— start SUPPLIED INFORMATION —

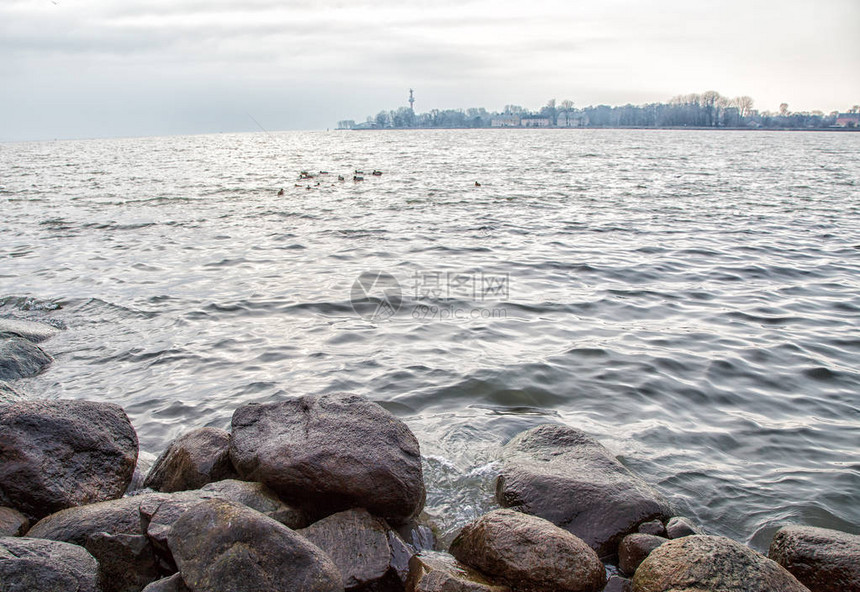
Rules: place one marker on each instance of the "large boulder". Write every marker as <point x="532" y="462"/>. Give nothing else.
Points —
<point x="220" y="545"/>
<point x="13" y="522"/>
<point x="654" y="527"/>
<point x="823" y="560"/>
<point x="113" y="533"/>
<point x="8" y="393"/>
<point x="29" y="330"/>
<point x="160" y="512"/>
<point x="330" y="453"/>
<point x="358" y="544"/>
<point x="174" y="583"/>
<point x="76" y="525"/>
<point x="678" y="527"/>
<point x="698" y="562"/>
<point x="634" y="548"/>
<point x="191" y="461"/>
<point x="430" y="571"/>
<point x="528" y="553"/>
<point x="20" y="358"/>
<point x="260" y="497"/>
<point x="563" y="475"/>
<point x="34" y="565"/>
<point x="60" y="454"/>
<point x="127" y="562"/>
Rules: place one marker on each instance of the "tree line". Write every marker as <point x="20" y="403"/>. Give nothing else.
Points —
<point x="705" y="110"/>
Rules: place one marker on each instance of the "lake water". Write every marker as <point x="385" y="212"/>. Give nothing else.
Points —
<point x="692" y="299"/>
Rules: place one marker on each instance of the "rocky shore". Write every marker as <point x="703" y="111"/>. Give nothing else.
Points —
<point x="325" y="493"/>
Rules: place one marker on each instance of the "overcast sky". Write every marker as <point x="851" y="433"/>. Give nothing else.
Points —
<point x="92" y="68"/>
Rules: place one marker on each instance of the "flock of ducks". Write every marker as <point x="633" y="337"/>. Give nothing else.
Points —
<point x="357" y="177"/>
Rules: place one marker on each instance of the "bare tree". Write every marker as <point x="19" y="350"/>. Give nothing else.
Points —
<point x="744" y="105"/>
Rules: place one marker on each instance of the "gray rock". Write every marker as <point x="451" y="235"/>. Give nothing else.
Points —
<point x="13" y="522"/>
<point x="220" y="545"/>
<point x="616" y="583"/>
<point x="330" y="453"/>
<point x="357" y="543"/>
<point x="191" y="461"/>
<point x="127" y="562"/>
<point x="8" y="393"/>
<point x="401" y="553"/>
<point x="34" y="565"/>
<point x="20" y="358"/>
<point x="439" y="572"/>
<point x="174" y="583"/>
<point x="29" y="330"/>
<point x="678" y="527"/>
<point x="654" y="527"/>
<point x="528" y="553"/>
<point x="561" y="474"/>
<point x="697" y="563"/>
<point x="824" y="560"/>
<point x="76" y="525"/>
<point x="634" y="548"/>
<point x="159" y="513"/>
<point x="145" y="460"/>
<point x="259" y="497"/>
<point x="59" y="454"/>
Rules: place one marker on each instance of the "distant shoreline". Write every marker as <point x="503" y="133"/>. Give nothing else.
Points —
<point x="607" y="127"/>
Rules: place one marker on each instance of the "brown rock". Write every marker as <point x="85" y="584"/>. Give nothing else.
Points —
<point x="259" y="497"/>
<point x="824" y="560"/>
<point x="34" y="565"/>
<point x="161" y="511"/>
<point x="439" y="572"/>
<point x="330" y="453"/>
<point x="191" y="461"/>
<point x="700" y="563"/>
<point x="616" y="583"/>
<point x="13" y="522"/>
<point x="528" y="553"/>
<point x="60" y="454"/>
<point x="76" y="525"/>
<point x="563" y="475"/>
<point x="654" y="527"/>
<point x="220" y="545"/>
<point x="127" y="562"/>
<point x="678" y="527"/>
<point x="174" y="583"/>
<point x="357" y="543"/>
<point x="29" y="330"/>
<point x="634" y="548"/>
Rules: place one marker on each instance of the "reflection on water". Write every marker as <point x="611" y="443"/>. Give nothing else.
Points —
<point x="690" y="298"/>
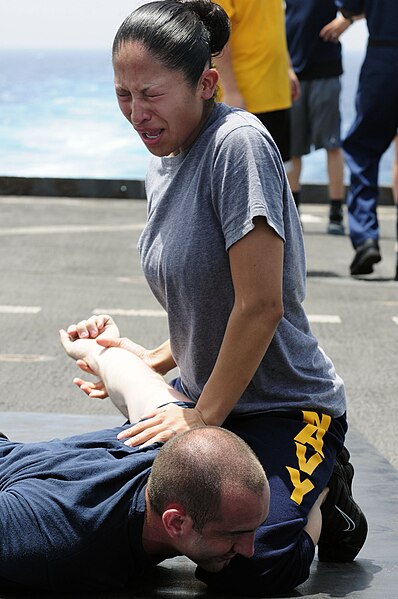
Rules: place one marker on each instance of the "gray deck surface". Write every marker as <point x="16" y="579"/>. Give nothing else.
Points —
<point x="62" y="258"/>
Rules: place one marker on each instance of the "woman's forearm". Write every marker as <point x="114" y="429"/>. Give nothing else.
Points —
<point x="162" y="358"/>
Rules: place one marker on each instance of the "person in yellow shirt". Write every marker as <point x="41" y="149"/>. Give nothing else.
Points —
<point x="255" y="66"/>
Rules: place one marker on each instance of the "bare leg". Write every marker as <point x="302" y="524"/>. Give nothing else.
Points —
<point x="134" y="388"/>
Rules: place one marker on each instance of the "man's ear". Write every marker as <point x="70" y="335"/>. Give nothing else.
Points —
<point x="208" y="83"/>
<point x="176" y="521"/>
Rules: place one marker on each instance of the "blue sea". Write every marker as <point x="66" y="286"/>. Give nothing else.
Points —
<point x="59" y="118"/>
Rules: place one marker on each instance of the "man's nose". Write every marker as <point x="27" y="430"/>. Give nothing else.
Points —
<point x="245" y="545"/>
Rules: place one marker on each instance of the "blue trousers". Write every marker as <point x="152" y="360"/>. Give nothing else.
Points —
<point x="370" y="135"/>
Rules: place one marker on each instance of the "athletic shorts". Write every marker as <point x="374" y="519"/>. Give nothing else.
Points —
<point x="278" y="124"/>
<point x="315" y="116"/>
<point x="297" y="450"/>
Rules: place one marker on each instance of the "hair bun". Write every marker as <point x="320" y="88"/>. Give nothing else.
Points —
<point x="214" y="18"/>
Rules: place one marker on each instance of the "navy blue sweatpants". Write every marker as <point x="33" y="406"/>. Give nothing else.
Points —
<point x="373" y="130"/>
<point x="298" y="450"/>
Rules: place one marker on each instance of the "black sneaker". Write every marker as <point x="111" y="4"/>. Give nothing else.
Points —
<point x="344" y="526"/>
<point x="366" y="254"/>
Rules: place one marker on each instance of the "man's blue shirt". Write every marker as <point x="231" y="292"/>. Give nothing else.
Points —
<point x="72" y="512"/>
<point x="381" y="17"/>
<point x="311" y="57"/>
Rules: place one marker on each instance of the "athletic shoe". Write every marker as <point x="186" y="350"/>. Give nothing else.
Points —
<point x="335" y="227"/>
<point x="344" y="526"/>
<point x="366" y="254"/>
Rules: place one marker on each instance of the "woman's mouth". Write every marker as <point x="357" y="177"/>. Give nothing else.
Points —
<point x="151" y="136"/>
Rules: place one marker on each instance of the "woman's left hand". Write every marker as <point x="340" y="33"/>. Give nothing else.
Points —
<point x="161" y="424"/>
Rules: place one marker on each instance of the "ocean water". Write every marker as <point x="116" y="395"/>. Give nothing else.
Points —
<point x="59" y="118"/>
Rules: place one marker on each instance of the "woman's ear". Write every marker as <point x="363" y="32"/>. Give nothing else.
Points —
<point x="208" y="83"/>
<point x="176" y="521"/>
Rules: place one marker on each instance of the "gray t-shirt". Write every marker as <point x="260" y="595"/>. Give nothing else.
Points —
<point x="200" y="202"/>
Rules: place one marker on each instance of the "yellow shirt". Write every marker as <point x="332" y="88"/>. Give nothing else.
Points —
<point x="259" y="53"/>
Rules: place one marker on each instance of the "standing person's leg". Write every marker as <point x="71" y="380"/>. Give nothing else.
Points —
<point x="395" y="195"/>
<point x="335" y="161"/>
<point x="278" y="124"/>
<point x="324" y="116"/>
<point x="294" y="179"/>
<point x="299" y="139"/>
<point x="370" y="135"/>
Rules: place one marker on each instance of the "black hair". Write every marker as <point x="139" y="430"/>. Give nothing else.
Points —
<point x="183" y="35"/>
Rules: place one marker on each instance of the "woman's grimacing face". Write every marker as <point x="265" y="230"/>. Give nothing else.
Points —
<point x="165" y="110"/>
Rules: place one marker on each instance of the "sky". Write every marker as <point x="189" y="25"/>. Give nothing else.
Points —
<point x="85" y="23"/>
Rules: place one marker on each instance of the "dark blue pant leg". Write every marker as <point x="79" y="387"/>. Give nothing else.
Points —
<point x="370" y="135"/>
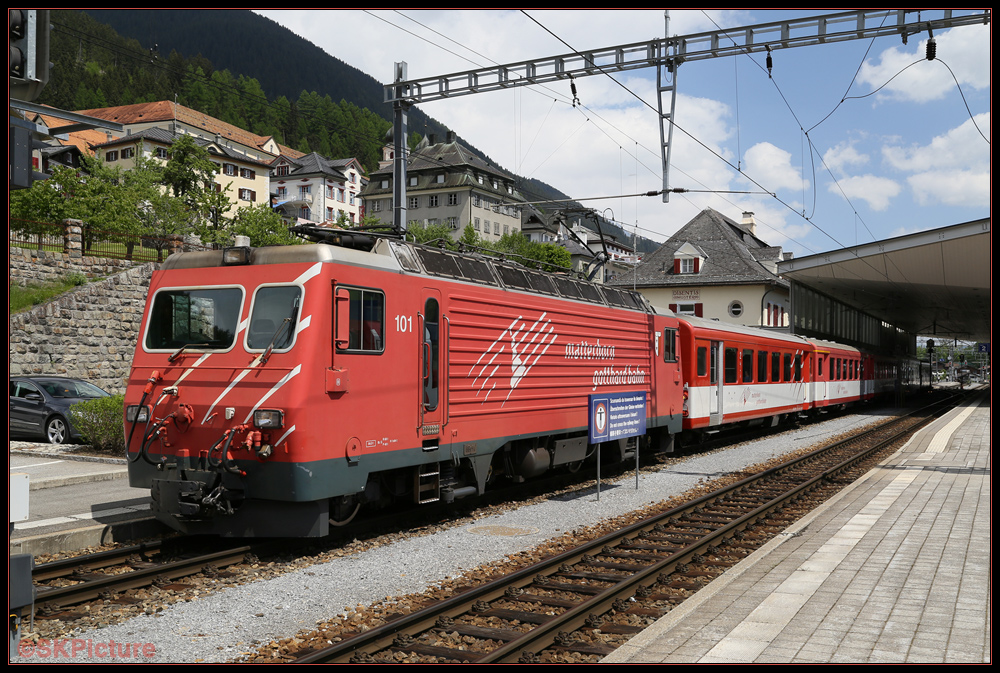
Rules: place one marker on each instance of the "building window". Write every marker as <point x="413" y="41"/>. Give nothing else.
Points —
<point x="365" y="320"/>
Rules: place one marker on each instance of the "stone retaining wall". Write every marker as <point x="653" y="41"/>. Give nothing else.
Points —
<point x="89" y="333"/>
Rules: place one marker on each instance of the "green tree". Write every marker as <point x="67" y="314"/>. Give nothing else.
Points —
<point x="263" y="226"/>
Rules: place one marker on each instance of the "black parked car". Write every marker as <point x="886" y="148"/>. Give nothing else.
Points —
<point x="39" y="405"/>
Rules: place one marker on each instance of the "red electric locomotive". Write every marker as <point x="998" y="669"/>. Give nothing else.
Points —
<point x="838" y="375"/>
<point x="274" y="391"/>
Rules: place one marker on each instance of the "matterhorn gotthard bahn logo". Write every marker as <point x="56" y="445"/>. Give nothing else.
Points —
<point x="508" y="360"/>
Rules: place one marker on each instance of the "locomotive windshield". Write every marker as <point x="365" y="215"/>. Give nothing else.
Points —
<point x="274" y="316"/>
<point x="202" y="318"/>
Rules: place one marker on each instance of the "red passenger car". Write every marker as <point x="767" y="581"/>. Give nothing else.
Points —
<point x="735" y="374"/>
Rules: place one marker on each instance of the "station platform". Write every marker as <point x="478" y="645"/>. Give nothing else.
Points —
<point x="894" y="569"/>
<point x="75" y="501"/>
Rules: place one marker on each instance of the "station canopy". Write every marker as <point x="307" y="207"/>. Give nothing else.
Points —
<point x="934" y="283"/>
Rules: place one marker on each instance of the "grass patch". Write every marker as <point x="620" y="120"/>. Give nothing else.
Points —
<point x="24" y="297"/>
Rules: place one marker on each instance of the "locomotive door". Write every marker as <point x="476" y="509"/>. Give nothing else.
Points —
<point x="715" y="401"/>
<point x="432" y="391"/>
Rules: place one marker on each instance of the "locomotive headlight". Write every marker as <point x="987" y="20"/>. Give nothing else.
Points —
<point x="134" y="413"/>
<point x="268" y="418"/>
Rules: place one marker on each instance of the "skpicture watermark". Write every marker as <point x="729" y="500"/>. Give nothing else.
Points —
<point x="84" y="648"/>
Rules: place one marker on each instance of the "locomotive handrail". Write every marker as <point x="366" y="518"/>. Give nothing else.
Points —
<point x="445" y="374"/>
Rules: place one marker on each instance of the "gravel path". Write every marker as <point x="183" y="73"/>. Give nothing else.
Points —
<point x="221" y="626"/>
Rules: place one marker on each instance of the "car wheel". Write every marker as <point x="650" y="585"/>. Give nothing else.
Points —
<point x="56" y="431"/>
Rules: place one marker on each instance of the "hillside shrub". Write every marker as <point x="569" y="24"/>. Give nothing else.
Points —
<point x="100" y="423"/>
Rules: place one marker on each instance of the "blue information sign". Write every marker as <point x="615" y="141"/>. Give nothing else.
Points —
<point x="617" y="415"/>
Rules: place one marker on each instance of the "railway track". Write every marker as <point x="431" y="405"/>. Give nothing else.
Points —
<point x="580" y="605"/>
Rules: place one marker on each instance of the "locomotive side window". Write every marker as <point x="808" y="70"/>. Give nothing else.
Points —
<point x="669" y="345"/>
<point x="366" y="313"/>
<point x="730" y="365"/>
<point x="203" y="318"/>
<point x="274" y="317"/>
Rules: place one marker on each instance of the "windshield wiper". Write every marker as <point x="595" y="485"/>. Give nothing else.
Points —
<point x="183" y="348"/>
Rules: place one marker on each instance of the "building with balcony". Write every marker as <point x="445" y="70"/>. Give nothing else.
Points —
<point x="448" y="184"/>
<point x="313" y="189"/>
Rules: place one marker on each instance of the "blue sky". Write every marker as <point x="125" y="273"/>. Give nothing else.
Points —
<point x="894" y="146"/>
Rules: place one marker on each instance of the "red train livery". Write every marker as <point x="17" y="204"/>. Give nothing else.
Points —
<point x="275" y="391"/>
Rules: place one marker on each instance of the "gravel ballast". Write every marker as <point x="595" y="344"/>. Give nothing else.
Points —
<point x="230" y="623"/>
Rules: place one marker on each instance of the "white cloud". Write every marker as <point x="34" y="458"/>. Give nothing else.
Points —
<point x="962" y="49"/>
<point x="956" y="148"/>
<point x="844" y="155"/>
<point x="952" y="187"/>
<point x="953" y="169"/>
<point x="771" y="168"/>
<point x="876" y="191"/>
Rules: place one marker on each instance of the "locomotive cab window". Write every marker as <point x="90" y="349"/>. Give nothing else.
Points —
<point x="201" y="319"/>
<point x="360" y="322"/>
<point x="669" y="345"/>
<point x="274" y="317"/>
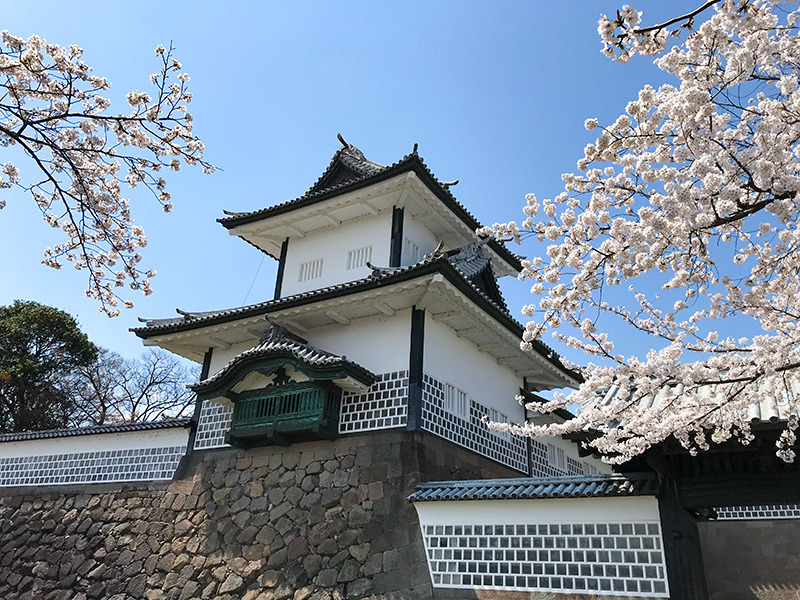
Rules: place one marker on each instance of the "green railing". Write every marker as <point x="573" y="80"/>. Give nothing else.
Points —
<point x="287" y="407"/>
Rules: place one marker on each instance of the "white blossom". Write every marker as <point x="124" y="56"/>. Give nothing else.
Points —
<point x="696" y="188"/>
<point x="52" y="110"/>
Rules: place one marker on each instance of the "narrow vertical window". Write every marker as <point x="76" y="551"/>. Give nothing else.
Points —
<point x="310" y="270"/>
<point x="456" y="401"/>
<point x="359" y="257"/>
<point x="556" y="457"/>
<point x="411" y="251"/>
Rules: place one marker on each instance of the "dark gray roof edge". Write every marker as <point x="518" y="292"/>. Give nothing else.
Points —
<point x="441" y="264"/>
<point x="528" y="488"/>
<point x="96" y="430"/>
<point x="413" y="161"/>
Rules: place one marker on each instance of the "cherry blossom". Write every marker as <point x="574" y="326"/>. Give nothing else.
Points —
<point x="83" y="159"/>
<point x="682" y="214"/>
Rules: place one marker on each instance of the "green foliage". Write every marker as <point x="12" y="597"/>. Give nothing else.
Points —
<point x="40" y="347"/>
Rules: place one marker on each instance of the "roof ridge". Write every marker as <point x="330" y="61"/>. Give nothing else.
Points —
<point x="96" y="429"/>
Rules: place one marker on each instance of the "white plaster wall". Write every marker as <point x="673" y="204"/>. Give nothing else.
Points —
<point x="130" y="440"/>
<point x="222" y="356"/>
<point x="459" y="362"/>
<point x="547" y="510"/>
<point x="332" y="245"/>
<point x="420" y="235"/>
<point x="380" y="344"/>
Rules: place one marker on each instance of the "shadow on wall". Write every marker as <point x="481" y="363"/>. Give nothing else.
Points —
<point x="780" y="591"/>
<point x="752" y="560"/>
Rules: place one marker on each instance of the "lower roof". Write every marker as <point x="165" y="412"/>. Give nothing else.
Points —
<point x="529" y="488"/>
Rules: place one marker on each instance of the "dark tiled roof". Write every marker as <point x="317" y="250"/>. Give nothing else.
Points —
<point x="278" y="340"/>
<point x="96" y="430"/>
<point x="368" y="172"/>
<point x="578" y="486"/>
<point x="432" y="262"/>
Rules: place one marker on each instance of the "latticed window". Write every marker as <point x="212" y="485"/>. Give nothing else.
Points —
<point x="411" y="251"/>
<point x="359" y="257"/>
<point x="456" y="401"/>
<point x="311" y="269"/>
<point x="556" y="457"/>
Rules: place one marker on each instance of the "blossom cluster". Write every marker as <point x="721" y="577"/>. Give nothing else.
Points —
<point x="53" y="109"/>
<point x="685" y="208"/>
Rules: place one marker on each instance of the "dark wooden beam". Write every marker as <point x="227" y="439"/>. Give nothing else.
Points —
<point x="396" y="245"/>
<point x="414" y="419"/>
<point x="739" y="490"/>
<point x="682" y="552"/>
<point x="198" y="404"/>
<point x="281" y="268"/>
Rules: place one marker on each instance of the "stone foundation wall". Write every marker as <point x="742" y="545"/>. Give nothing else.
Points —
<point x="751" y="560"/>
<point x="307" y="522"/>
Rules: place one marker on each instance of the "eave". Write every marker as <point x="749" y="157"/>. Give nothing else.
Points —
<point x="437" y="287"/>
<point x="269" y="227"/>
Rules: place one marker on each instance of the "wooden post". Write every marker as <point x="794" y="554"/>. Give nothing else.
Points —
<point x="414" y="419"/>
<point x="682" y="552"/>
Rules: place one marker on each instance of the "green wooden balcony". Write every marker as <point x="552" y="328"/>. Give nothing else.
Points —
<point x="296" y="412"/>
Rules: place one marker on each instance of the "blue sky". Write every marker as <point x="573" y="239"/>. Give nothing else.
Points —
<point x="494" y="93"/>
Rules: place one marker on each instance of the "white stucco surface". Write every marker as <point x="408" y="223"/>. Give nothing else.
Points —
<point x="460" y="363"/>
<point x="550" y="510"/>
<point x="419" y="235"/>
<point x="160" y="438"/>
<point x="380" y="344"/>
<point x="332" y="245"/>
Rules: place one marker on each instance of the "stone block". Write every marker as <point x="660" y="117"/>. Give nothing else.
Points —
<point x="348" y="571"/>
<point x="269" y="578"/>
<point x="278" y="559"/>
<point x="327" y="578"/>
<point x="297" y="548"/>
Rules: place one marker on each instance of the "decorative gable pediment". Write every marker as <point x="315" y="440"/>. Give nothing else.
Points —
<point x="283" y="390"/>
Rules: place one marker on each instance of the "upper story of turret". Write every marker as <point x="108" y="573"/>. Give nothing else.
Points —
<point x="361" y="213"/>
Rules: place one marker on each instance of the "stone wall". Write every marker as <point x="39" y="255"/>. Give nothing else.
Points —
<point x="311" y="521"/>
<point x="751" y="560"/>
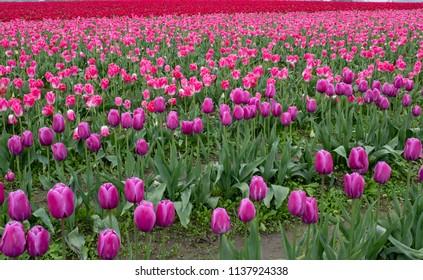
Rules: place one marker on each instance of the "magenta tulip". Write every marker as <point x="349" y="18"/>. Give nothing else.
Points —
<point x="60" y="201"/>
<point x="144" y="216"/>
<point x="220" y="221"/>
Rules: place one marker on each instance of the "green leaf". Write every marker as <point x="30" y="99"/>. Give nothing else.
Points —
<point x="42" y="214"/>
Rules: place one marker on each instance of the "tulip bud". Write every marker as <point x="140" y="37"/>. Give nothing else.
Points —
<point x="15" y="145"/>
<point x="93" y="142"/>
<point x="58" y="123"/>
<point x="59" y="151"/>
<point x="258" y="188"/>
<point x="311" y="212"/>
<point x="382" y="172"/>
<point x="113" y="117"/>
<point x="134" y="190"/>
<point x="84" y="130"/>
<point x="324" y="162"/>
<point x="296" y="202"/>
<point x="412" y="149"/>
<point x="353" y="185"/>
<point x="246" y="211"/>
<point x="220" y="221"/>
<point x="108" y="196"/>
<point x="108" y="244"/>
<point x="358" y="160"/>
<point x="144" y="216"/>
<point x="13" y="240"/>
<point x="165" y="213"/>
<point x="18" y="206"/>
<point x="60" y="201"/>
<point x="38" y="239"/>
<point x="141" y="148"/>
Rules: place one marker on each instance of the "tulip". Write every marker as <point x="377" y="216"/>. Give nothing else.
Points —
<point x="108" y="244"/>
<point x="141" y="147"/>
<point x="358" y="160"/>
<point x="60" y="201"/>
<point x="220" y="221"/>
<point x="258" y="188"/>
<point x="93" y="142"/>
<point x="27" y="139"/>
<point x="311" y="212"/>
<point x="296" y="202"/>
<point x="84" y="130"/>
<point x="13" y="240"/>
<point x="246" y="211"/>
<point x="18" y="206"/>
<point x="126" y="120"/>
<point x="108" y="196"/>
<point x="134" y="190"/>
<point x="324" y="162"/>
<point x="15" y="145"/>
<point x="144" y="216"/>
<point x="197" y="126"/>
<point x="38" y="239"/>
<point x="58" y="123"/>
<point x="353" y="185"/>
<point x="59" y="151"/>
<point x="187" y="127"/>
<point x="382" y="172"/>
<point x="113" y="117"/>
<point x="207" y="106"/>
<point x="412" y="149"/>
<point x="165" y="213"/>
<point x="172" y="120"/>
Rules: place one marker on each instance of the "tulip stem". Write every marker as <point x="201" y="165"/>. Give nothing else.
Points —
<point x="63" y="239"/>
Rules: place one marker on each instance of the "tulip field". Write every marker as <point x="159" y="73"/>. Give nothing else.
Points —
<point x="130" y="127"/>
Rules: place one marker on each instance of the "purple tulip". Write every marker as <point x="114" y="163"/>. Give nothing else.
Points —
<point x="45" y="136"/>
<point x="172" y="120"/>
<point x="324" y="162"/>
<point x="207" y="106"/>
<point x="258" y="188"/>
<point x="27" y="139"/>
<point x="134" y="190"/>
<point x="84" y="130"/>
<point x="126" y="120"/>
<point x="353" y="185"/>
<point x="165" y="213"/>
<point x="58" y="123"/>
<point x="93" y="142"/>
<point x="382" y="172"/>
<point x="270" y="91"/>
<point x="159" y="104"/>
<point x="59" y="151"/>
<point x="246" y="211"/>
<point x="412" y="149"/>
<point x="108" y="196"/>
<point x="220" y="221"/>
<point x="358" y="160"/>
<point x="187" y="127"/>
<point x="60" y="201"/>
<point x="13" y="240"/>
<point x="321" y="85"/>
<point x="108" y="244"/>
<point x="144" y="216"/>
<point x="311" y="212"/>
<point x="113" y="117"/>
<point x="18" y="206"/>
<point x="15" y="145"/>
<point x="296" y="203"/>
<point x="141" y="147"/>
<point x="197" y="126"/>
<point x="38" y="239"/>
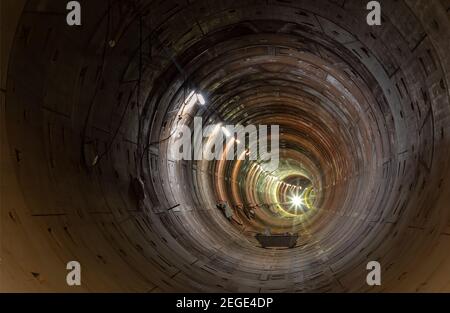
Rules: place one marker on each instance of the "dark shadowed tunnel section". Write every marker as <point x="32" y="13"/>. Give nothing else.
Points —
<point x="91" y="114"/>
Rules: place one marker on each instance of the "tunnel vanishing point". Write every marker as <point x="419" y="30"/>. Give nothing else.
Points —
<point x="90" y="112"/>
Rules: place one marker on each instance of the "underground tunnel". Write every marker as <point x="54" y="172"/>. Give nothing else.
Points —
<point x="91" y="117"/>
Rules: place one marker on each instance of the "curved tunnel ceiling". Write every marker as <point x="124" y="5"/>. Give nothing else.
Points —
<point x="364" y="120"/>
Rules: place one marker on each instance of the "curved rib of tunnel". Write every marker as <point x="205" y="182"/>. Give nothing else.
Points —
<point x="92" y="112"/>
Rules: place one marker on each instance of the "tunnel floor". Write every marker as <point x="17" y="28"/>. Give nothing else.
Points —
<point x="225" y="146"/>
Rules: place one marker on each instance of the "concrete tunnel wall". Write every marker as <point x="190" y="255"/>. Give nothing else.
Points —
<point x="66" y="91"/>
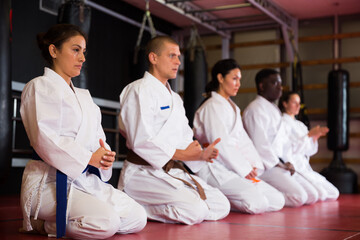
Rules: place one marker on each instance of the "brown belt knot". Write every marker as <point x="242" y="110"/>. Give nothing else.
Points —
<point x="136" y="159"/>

— end SUPPLIED INFORMATION —

AIM
Return every line of the records above that contains the string "building". Case counts.

FINAL ANSWER
Rules: place one marker on each instance of the "building window". Write every marker as <point x="413" y="41"/>. Give nothing else.
Rules: place one marker on each instance of the "building with balcony". Write every marker as <point x="445" y="70"/>. Give nothing else.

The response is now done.